Dataset excerpt:
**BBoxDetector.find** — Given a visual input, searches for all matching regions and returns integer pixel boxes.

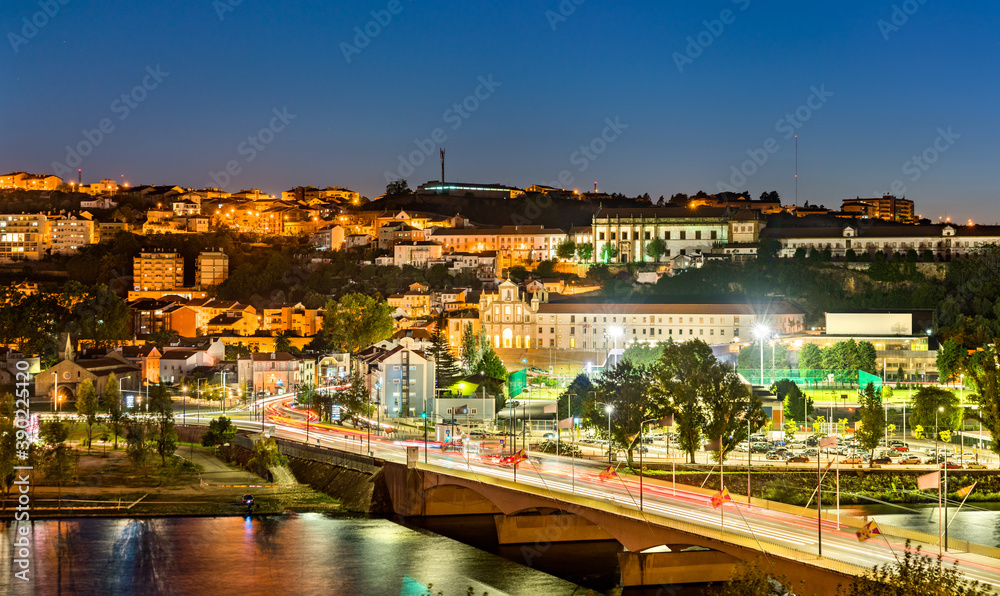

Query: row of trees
[584,339,766,465]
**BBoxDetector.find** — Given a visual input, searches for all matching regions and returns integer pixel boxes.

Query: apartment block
[132,252,184,290]
[194,250,229,287]
[0,213,48,261]
[49,216,99,254]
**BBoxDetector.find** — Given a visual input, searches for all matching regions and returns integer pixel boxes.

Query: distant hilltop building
[840,195,916,223]
[0,172,62,190]
[416,180,524,199]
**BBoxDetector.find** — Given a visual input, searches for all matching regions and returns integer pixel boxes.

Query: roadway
[191,398,1000,591]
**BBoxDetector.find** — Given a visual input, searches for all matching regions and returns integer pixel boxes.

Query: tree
[969,348,1000,454]
[910,387,962,432]
[557,373,594,420]
[124,416,155,473]
[246,437,288,477]
[651,339,716,463]
[646,238,667,262]
[323,293,393,354]
[774,379,813,420]
[201,416,236,447]
[274,331,292,352]
[427,317,462,389]
[622,342,663,366]
[462,323,482,374]
[556,238,576,261]
[601,242,618,263]
[385,178,413,195]
[838,540,992,596]
[76,379,100,452]
[0,393,18,500]
[585,359,657,467]
[335,367,371,420]
[40,420,77,508]
[702,361,766,453]
[148,382,177,466]
[799,344,823,370]
[935,338,968,381]
[854,383,885,461]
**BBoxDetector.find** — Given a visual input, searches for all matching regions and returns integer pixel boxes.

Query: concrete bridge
[383,454,867,596]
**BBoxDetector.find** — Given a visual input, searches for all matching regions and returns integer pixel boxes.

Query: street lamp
[753,323,769,387]
[604,404,615,466]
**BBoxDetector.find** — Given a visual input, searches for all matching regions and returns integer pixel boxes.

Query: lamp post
[604,404,615,466]
[754,323,768,387]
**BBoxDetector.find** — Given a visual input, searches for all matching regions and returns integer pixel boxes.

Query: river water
[0,504,1000,596]
[0,513,587,596]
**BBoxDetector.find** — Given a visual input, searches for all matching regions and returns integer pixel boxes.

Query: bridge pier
[618,550,739,587]
[493,514,615,544]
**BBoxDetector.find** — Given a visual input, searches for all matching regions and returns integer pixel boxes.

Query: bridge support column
[493,514,614,544]
[618,550,739,587]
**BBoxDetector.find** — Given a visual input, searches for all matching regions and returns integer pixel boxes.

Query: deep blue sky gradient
[0,0,1000,223]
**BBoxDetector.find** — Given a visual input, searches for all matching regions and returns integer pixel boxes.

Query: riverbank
[0,444,340,519]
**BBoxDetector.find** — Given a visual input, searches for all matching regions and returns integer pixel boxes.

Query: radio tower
[795,135,799,207]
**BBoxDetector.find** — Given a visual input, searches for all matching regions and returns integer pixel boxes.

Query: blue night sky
[0,0,1000,223]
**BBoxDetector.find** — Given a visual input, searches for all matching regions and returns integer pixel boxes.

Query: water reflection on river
[844,503,1000,554]
[0,514,586,596]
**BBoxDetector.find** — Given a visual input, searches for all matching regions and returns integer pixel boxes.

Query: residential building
[236,352,303,395]
[414,180,524,199]
[0,213,48,261]
[0,172,62,190]
[841,195,916,223]
[132,251,184,290]
[761,221,1000,260]
[354,345,434,418]
[49,215,98,255]
[309,224,347,250]
[259,302,323,337]
[592,207,730,263]
[194,249,229,288]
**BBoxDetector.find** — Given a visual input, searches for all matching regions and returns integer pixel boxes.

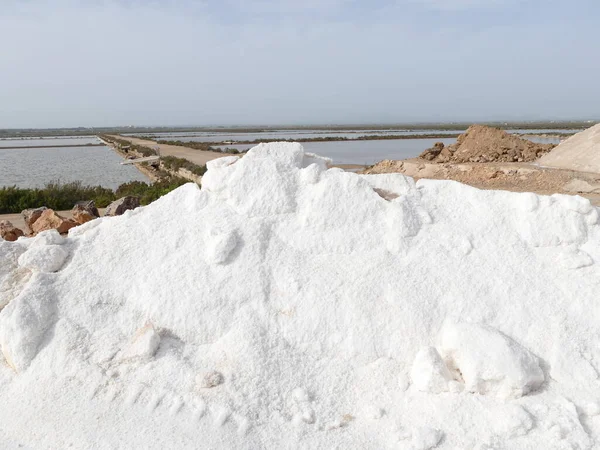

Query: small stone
[196,370,225,389]
[71,200,100,224]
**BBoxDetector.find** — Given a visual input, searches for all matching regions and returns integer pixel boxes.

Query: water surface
[0,146,149,189]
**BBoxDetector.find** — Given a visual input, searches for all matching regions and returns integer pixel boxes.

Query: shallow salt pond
[0,140,149,189]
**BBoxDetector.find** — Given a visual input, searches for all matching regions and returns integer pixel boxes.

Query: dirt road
[111,135,229,166]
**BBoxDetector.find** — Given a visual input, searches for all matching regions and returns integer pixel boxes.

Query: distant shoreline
[0,120,598,139]
[0,144,104,150]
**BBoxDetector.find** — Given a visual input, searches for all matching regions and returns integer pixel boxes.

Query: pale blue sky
[0,0,600,128]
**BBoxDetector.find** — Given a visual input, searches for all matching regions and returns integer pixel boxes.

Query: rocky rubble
[71,200,100,224]
[0,220,25,241]
[419,125,555,163]
[21,206,48,234]
[104,196,140,216]
[31,209,79,234]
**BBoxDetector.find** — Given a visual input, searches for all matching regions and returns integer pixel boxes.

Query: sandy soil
[365,158,600,205]
[112,135,228,166]
[0,208,106,231]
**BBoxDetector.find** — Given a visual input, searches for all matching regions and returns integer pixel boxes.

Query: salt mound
[419,125,554,163]
[540,123,600,173]
[0,143,600,449]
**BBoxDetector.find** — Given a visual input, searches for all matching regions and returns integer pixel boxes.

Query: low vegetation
[160,156,206,176]
[0,177,188,214]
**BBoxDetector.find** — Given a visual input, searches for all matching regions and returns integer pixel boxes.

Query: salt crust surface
[0,143,600,449]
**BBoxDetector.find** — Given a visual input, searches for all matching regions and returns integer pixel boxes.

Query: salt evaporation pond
[141,129,573,165]
[124,128,576,142]
[222,138,456,165]
[0,143,600,450]
[0,145,149,189]
[0,136,99,148]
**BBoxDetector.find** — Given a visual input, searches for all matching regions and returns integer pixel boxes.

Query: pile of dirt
[419,125,555,163]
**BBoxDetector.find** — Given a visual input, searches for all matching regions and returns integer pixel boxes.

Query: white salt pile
[0,144,600,449]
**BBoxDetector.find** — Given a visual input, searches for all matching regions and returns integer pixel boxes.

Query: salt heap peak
[0,143,600,449]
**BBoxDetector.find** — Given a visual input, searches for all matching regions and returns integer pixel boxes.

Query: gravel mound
[419,125,555,163]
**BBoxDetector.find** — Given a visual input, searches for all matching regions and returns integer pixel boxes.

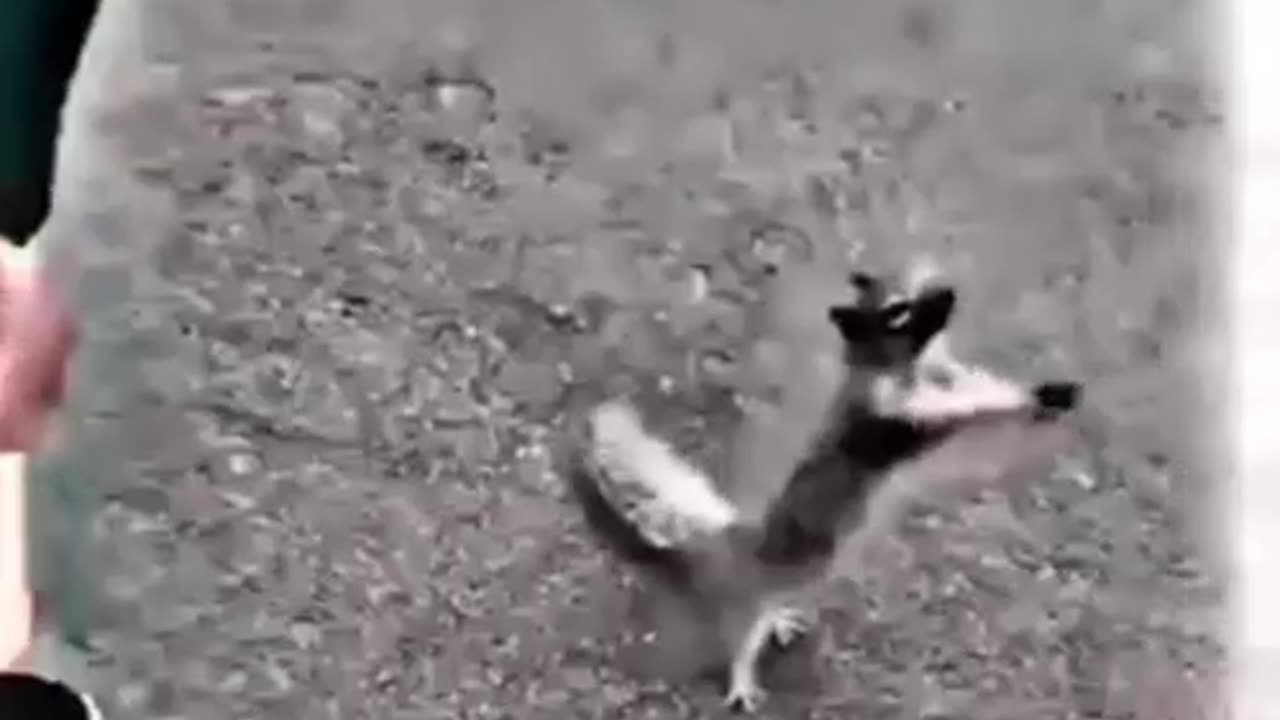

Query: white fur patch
[591,402,739,532]
[872,334,1032,423]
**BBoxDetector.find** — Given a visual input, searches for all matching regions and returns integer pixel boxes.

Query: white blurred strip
[1216,0,1280,720]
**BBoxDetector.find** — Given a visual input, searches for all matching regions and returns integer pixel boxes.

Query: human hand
[0,240,76,452]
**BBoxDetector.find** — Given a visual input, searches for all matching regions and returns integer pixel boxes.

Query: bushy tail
[568,460,690,584]
[590,401,739,532]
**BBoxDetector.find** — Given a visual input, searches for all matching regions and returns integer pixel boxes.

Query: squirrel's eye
[884,302,911,331]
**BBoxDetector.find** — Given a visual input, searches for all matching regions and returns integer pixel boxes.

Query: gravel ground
[35,0,1222,720]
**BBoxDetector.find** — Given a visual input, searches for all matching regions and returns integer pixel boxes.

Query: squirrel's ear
[909,287,956,348]
[827,299,869,340]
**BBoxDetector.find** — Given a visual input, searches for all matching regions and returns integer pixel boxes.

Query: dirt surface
[45,0,1222,720]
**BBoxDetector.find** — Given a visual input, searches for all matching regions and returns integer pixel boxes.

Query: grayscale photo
[12,0,1229,720]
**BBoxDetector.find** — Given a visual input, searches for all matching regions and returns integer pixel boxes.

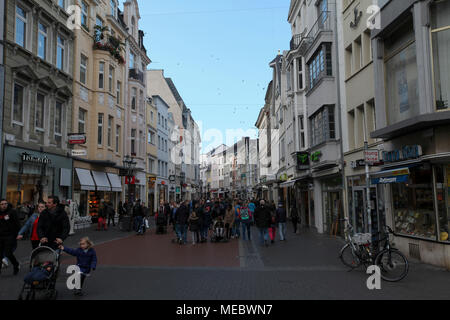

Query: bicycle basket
[352,233,372,245]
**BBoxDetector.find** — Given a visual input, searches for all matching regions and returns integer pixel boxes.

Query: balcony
[129,69,144,82]
[291,11,331,56]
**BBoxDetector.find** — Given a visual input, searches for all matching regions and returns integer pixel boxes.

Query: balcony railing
[129,69,144,82]
[291,11,331,55]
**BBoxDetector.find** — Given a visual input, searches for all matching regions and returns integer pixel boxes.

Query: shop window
[431,1,450,111]
[392,164,436,240]
[435,165,450,242]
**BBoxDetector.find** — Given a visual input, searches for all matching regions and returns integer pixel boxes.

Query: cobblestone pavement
[0,221,450,300]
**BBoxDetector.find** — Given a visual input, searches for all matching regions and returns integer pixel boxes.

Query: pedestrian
[0,199,20,275]
[59,237,97,296]
[189,208,200,245]
[239,201,253,241]
[175,200,189,244]
[255,200,271,247]
[37,196,70,250]
[233,200,241,238]
[106,201,116,227]
[97,199,107,231]
[276,202,287,241]
[17,201,45,250]
[291,202,299,234]
[224,205,236,240]
[133,199,145,235]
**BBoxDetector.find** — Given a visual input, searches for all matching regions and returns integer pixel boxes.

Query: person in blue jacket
[59,237,97,296]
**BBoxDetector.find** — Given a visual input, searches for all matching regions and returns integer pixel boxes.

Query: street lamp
[123,155,137,203]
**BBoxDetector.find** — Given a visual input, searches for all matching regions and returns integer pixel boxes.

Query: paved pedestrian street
[0,222,450,300]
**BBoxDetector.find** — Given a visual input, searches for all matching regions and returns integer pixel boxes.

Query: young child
[59,237,97,296]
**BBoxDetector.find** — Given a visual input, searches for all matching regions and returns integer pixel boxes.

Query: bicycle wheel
[339,243,361,269]
[375,249,409,282]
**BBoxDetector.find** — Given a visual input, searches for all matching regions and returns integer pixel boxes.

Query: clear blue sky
[138,0,291,152]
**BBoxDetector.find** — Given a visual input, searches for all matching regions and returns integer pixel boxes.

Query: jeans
[242,221,252,241]
[278,222,286,241]
[258,227,269,245]
[233,219,241,237]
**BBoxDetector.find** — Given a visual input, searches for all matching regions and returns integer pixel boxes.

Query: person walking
[175,201,189,245]
[106,201,116,228]
[37,196,70,250]
[291,203,299,234]
[0,199,20,275]
[224,204,236,240]
[189,210,200,245]
[276,202,287,241]
[59,237,97,296]
[255,200,271,247]
[239,202,253,241]
[17,201,45,250]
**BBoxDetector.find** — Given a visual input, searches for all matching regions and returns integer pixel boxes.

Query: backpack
[241,207,250,220]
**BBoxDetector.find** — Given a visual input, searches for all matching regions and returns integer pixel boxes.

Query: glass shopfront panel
[392,164,436,240]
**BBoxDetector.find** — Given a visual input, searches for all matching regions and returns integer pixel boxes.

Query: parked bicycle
[339,219,409,282]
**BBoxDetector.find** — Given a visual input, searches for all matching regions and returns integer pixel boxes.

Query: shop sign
[69,134,86,144]
[297,152,309,171]
[22,152,52,164]
[72,150,87,157]
[364,150,380,164]
[311,151,322,162]
[383,145,422,162]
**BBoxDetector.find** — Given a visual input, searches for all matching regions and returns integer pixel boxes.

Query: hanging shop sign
[22,152,52,164]
[69,133,86,144]
[383,145,422,162]
[311,151,322,162]
[297,152,309,171]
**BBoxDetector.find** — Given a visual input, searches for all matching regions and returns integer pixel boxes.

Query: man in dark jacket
[174,201,189,244]
[254,200,271,247]
[37,196,70,250]
[0,199,20,275]
[276,202,287,241]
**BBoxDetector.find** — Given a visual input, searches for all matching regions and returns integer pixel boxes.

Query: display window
[392,164,436,240]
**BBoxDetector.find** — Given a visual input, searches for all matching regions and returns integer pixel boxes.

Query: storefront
[2,145,72,207]
[73,160,123,221]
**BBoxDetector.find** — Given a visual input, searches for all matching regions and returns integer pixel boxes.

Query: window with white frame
[108,66,114,93]
[55,101,64,137]
[131,88,137,111]
[37,22,48,60]
[97,113,103,146]
[108,116,113,147]
[80,54,88,84]
[56,35,65,71]
[34,92,45,131]
[15,5,28,48]
[78,108,87,133]
[12,83,25,125]
[98,62,105,89]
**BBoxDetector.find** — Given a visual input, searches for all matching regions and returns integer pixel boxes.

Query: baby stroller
[19,247,60,300]
[211,217,228,242]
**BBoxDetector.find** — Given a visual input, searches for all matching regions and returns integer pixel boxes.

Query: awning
[92,171,111,191]
[371,168,409,184]
[75,168,95,191]
[107,173,122,192]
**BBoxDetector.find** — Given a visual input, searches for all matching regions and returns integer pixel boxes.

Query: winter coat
[64,247,97,274]
[175,204,189,225]
[0,208,20,238]
[37,206,70,243]
[276,208,287,223]
[254,205,272,228]
[19,213,39,237]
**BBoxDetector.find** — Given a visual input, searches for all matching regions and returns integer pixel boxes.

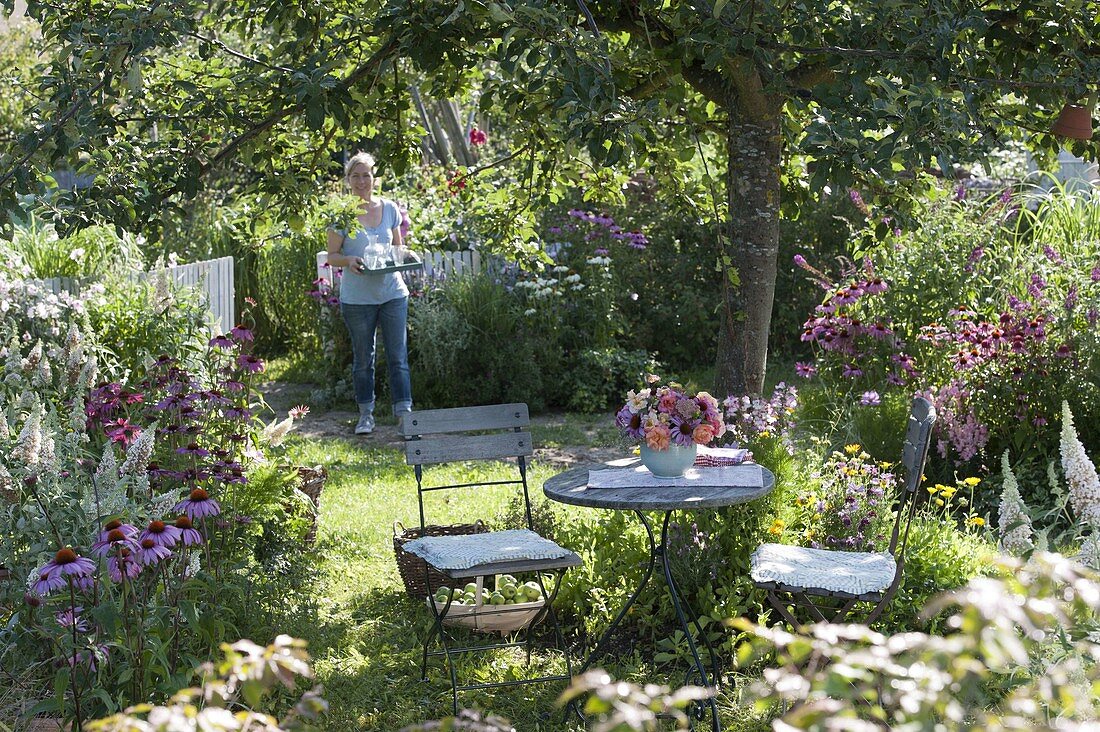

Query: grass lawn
[278,417,767,732]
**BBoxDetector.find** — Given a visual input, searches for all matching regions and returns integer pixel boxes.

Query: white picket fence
[35,256,237,332]
[317,250,484,282]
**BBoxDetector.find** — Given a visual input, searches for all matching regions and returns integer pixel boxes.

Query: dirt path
[260,381,623,468]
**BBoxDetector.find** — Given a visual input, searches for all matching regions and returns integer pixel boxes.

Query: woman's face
[348,163,374,198]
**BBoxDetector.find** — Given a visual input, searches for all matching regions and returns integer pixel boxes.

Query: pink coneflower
[103,417,141,447]
[237,353,264,373]
[176,516,202,546]
[138,518,182,548]
[794,361,817,379]
[172,488,221,519]
[176,443,210,458]
[107,547,141,582]
[210,335,237,348]
[91,521,138,557]
[229,326,255,341]
[54,605,89,633]
[138,537,172,567]
[31,547,96,596]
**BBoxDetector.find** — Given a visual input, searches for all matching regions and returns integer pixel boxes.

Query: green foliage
[560,347,659,413]
[743,555,1100,731]
[0,274,308,726]
[88,271,209,379]
[0,212,144,280]
[86,635,328,732]
[256,228,325,353]
[806,183,1100,526]
[409,275,545,411]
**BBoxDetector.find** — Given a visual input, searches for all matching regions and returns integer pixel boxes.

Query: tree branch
[158,40,398,198]
[185,33,294,74]
[0,75,110,188]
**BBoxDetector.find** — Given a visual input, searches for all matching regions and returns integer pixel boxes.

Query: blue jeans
[340,297,413,414]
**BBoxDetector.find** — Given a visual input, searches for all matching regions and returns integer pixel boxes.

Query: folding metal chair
[400,404,581,714]
[750,397,936,627]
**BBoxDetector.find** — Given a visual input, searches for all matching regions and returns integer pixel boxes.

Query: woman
[328,152,413,435]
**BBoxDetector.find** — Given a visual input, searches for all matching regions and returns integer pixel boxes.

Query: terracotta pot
[1051,105,1092,140]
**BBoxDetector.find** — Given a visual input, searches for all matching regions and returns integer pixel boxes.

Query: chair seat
[749,544,898,596]
[405,528,581,578]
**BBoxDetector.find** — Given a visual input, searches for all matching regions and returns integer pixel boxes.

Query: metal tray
[363,252,424,274]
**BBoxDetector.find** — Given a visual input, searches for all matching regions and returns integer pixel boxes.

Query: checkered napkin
[695,445,752,468]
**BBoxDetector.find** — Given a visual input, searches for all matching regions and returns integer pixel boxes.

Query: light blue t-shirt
[337,198,409,305]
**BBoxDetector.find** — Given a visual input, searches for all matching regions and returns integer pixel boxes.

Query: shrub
[409,274,545,411]
[561,346,660,413]
[802,182,1100,526]
[0,214,143,280]
[0,278,304,724]
[255,226,326,353]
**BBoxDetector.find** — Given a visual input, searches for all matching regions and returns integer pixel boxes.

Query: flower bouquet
[615,374,726,478]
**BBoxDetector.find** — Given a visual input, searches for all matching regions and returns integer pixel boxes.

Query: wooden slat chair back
[399,404,535,528]
[751,397,936,627]
[399,404,581,713]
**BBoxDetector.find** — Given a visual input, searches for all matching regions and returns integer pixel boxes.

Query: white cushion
[749,544,898,594]
[405,528,572,569]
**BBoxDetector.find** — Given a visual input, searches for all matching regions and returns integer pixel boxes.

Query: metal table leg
[642,511,722,732]
[581,511,722,732]
[581,511,657,674]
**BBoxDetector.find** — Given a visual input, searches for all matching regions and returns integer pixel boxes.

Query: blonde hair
[344,150,374,178]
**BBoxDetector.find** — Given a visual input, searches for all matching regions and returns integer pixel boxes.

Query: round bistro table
[542,458,776,732]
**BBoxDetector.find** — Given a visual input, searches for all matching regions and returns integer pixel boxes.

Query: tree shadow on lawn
[299,588,583,732]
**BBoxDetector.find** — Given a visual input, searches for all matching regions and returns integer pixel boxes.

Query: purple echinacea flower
[138,537,175,567]
[176,516,202,546]
[173,488,221,519]
[138,520,180,548]
[31,547,96,596]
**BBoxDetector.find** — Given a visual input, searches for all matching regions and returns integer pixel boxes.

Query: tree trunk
[715,100,782,398]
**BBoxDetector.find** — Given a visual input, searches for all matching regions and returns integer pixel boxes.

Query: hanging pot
[1051,105,1092,140]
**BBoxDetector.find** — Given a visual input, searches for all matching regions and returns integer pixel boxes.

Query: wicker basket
[298,466,329,544]
[394,518,488,602]
[425,598,547,636]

* **Requirement**
Could you lay out the material as a Markdown table with the columns "Row" and "Line," going from the start of the material through the line containing "[416,180,524,199]", that line included? Number each row, skip blank lines, and leave the pictures out.

* **Expected output**
| Row | Line |
|---|---|
| 1 | **BBoxDetector.find** — Given a visual input, searches for all matching regions and returns integer pixel boxes. |
| 2 | Query: row of trees |
| 3 | [584,339,766,465] |
| 4 | **BBoxDetector.find** — Given a visual input, searches for all matching regions and returns integer pixel boxes. |
| 5 | Query: apartment block |
| 6 | [132,252,184,290] |
| 7 | [194,250,229,287] |
| 8 | [0,213,48,261] |
| 9 | [49,216,99,254] |
| 10 | **BBoxDetector.find** — Given a visual input, searches for all matching regions and returns integer pixel boxes. |
| 11 | Query: distant hilltop building |
| 12 | [840,195,916,223] |
| 13 | [0,172,62,190] |
| 14 | [416,180,524,199] |